(Records excerpted from a collection)
***
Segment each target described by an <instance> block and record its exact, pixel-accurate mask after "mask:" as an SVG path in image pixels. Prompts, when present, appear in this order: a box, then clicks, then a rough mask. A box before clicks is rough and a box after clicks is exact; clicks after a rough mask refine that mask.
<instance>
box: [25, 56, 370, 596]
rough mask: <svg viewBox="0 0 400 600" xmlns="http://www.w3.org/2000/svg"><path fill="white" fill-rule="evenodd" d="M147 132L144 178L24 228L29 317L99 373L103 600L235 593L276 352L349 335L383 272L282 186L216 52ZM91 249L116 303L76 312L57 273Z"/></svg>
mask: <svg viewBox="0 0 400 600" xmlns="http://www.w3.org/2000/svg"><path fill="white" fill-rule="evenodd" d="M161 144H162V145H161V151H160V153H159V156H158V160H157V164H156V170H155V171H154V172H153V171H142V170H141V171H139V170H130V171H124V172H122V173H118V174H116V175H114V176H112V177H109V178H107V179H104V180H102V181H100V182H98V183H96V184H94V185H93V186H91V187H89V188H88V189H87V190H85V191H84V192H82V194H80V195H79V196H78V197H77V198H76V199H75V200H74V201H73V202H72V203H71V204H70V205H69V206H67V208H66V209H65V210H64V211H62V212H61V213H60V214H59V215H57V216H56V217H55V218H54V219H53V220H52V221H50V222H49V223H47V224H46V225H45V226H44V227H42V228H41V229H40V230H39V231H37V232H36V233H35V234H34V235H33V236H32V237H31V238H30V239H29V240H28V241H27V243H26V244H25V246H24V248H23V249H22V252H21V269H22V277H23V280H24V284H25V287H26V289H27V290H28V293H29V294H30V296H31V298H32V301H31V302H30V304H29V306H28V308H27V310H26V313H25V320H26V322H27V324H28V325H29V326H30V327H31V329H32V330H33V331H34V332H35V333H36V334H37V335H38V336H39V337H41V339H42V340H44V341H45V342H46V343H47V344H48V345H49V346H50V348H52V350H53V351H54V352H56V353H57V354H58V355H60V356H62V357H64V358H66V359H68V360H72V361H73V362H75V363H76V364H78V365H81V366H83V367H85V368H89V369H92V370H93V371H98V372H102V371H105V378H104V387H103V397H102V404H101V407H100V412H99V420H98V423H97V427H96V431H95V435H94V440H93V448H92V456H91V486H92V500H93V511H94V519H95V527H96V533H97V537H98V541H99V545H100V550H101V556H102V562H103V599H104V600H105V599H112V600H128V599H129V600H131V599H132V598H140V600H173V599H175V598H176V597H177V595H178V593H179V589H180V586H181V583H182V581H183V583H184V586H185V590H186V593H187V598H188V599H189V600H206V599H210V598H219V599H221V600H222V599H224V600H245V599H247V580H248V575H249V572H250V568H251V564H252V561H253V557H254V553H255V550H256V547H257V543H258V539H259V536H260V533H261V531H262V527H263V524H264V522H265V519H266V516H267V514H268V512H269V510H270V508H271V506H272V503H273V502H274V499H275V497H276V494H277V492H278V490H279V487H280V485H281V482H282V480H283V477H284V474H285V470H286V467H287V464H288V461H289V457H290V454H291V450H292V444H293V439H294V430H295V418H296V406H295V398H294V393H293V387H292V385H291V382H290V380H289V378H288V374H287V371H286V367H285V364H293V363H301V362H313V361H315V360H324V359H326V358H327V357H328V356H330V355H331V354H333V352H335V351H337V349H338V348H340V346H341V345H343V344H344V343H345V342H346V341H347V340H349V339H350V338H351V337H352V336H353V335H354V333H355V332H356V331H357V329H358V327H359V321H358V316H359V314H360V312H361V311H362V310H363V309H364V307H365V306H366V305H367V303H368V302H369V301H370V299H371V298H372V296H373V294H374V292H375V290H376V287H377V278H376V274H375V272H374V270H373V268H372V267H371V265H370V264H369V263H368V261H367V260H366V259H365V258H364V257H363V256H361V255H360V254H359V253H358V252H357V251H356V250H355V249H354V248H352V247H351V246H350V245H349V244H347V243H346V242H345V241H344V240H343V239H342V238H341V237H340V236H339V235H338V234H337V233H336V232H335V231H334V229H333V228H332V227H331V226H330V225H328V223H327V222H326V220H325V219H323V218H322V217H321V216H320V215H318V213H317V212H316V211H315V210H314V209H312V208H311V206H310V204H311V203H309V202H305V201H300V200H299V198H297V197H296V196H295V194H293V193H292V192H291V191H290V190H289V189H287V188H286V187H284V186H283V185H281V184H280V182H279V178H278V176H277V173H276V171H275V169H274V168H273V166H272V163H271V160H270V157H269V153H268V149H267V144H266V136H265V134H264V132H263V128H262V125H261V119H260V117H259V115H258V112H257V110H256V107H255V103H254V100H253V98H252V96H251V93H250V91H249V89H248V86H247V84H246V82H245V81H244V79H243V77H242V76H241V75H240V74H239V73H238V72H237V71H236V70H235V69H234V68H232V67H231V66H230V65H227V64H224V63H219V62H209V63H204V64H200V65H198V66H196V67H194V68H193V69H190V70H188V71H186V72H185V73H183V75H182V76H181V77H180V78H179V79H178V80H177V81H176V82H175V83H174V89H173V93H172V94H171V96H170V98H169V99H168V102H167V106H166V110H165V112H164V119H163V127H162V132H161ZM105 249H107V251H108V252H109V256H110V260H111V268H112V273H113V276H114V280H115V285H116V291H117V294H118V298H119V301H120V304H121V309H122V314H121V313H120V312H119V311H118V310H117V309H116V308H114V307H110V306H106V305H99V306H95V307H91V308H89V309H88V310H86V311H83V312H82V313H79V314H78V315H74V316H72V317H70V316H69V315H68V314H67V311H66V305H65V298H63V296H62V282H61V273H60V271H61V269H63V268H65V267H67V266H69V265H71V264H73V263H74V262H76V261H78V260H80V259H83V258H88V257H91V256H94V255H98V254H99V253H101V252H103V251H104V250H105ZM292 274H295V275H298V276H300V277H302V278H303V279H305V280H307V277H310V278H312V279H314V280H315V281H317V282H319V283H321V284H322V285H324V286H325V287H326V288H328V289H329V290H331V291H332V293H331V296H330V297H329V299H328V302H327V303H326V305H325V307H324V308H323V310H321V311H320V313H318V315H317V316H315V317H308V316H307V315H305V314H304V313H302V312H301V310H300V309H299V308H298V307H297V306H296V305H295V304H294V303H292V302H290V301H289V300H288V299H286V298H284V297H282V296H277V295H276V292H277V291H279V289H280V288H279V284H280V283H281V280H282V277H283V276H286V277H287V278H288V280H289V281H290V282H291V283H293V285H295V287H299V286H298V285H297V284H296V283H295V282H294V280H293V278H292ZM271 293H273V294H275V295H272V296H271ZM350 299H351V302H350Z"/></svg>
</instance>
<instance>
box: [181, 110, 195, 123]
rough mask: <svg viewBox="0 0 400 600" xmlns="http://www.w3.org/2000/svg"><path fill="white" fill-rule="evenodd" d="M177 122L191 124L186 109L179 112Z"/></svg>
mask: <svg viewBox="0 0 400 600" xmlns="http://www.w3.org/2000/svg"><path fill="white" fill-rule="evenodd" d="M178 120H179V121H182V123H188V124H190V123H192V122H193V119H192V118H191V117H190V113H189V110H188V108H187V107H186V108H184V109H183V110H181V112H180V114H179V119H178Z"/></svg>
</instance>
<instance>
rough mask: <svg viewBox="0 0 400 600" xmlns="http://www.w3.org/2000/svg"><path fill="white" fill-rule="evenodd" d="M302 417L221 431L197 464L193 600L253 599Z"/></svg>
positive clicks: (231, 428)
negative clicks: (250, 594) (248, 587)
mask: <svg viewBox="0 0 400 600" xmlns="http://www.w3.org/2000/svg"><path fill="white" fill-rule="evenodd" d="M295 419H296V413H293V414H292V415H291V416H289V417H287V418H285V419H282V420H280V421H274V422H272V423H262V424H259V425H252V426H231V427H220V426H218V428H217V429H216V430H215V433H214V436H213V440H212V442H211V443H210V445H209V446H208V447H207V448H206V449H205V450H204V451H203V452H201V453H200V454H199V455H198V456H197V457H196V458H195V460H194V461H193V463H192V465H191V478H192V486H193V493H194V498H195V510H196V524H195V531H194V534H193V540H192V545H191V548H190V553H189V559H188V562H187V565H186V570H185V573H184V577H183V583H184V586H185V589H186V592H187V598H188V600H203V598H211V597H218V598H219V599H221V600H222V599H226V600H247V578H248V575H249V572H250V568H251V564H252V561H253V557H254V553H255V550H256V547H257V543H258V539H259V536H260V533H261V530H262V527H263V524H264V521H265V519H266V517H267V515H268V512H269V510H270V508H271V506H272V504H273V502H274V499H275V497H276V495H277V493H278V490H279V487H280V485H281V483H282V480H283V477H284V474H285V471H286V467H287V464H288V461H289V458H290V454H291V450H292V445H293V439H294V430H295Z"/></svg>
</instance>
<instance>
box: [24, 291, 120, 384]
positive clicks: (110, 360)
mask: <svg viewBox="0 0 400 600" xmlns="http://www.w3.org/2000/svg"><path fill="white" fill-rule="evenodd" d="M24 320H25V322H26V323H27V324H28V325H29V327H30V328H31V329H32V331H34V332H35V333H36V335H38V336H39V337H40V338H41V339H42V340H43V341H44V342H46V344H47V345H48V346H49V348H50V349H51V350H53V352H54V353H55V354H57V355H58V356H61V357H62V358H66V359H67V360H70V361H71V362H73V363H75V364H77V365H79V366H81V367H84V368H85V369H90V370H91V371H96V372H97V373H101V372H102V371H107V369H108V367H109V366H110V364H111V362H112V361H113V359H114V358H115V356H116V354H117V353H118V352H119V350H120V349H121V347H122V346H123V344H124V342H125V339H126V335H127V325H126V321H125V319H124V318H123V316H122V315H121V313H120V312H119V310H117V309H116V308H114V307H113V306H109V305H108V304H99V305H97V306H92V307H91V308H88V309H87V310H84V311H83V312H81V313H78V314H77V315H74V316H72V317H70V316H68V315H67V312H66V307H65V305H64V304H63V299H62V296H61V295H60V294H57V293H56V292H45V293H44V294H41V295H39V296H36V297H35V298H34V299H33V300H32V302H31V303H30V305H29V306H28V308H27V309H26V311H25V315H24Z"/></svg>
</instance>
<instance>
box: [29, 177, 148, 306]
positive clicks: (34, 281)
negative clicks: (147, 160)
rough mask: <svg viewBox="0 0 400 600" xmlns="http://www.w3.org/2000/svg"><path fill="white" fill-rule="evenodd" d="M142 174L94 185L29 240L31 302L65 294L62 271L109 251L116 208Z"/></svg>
***
### WHAT TO WORK ON
Return every line of the records above that contains the string "rough", copying each one in full.

### TASK OUTPUT
Segment each target described by an <instance> block and record its exact, pixel-accurate mask after "mask:" as an SVG path in image pixels. Prompts, when present, appear in this order: a box, then clicks, then a rough mask. A box before clicks is rough and a box after clicks is exact; clicks after a rough mask refine that mask.
rough mask: <svg viewBox="0 0 400 600" xmlns="http://www.w3.org/2000/svg"><path fill="white" fill-rule="evenodd" d="M147 132L144 178L24 228L29 317L99 373L103 600L235 593L276 352L349 335L383 272L282 186L216 52ZM91 249L116 303L76 312L57 273Z"/></svg>
rough mask: <svg viewBox="0 0 400 600" xmlns="http://www.w3.org/2000/svg"><path fill="white" fill-rule="evenodd" d="M177 122L191 124L186 109L179 112Z"/></svg>
rough mask: <svg viewBox="0 0 400 600" xmlns="http://www.w3.org/2000/svg"><path fill="white" fill-rule="evenodd" d="M302 417L221 431L197 464L193 600L253 599Z"/></svg>
rough mask: <svg viewBox="0 0 400 600" xmlns="http://www.w3.org/2000/svg"><path fill="white" fill-rule="evenodd" d="M142 174L94 185L29 240L31 302L65 294L62 271L109 251L116 208Z"/></svg>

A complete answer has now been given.